WORK INSTRUCTIONS
Set down, without alteration, the lines from the one that contains "like [297, 161]." through the final line of the material below.

(Dataset rows)
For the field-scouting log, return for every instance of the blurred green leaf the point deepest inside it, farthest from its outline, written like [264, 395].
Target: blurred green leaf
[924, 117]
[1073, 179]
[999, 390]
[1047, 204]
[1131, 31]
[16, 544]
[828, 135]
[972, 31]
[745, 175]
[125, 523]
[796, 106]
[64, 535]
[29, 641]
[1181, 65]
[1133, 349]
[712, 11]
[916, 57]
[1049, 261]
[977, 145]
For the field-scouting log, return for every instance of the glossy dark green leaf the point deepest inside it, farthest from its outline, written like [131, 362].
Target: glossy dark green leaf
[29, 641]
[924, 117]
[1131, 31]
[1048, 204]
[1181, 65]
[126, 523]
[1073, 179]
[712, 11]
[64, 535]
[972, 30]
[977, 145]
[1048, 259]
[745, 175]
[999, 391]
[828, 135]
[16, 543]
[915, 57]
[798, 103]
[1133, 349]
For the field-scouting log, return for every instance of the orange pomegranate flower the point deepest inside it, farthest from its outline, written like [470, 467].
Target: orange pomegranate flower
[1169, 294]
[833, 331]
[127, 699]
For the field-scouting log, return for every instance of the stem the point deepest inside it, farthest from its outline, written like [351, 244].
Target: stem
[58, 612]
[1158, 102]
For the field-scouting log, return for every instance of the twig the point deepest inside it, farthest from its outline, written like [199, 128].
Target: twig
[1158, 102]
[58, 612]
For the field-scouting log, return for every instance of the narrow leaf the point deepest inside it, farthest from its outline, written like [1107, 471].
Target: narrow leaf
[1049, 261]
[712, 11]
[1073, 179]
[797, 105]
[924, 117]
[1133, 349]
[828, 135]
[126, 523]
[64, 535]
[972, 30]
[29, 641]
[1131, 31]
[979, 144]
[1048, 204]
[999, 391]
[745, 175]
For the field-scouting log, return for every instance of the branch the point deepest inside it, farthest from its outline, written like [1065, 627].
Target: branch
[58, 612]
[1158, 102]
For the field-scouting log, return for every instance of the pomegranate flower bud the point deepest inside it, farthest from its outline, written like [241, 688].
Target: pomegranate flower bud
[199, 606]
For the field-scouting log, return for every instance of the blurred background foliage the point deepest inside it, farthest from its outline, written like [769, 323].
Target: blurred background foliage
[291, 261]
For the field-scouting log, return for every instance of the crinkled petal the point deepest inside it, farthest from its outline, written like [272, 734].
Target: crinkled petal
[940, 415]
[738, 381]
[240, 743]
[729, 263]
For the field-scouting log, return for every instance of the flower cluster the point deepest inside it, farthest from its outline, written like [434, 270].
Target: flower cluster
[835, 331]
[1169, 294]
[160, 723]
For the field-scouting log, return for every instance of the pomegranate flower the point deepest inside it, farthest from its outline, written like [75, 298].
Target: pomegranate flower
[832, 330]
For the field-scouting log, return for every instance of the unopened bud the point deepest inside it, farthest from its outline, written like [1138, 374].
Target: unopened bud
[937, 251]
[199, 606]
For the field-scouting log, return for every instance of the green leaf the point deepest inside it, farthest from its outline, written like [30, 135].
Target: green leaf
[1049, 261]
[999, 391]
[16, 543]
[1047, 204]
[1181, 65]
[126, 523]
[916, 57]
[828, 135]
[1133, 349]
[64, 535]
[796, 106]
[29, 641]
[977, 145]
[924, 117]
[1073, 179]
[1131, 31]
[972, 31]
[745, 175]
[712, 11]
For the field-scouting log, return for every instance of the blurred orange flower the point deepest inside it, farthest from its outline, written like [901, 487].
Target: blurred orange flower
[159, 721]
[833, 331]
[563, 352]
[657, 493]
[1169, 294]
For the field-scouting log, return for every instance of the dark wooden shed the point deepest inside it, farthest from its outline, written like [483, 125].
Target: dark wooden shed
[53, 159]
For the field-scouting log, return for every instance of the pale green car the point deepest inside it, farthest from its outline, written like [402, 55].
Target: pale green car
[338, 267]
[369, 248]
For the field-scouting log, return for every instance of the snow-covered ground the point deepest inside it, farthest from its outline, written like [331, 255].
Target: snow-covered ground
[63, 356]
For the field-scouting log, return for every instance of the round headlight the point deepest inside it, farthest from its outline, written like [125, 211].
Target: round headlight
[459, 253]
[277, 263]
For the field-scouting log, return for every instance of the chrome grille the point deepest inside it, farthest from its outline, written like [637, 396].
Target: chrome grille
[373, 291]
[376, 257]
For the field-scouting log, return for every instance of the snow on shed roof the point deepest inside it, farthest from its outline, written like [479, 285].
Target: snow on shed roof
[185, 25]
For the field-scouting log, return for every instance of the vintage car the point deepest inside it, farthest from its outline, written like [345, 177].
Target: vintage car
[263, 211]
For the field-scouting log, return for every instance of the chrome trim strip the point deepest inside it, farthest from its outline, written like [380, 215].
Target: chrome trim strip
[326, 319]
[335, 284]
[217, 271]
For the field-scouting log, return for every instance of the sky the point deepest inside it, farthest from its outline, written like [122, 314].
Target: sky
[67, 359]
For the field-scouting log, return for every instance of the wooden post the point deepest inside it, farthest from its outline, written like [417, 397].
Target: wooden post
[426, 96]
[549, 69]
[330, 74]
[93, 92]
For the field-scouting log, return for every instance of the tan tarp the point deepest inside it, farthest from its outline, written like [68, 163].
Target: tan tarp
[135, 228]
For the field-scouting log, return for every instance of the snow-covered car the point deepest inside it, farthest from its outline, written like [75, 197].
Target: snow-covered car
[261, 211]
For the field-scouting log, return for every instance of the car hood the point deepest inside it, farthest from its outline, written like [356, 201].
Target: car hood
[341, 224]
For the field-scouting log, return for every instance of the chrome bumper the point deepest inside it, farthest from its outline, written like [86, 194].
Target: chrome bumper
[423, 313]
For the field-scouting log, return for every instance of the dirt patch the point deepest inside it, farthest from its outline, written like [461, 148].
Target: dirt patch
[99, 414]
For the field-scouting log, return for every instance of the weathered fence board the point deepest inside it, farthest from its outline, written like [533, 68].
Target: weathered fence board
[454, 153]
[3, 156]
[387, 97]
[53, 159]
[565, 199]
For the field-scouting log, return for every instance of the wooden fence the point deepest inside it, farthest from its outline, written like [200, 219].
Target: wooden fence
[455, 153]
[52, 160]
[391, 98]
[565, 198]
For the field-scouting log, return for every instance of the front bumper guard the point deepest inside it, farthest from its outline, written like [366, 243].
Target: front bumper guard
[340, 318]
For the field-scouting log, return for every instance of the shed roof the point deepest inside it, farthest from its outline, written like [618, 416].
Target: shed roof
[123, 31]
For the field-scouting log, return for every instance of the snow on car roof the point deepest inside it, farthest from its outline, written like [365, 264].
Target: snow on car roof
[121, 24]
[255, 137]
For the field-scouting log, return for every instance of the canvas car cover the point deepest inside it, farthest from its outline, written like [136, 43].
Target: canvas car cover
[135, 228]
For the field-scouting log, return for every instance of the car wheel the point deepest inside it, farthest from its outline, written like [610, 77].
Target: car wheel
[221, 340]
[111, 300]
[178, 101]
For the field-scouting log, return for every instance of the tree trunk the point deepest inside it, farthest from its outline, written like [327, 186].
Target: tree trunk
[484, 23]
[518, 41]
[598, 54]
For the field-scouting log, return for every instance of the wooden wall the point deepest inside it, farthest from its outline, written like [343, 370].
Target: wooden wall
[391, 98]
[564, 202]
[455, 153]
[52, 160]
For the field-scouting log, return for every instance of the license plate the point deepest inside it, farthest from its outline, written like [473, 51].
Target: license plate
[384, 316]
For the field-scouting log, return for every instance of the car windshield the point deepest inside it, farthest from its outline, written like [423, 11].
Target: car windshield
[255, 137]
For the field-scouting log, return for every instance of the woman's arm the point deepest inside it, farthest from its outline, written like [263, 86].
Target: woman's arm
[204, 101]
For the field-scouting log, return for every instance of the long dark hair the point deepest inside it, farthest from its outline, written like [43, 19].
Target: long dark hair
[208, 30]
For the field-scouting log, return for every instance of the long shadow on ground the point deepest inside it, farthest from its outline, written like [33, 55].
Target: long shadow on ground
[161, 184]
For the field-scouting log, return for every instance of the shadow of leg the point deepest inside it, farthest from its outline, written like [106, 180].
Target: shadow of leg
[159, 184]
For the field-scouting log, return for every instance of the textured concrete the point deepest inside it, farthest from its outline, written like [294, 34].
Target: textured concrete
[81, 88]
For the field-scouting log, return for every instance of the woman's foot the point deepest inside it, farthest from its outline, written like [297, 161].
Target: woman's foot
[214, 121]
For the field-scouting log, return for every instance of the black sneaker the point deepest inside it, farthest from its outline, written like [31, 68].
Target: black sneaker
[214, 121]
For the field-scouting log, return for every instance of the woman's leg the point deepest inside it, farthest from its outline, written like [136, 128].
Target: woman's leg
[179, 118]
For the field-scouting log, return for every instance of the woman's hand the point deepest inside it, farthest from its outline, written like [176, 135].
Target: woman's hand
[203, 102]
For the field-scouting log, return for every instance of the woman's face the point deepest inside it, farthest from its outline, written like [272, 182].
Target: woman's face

COMPLETE RESPONSE
For the field-scouting log, return for every instance of the woman's foot the point deepest inside it, farthest from its outline, written like [297, 161].
Target: woman's foot
[214, 121]
For the field-scouting log, return for every instance of the black sneaker the point deepest inside it, farthest from its outline, written like [31, 68].
Target: black sneaker
[214, 121]
For the field-scouting log, return for every instance of the woman's leg the point deepest inside it, farthest from its outline, written like [136, 128].
Target: woman's leg
[179, 118]
For the field-scouting log, return for every instance of the woman's hand the point deepest inside it, farthest from its outline, written like [176, 135].
Target: woman's hand
[203, 102]
For the field-scouting log, return for every instance of the woman's face the point deepest inside it, farthest from its outline, written like [272, 182].
Target: woman's face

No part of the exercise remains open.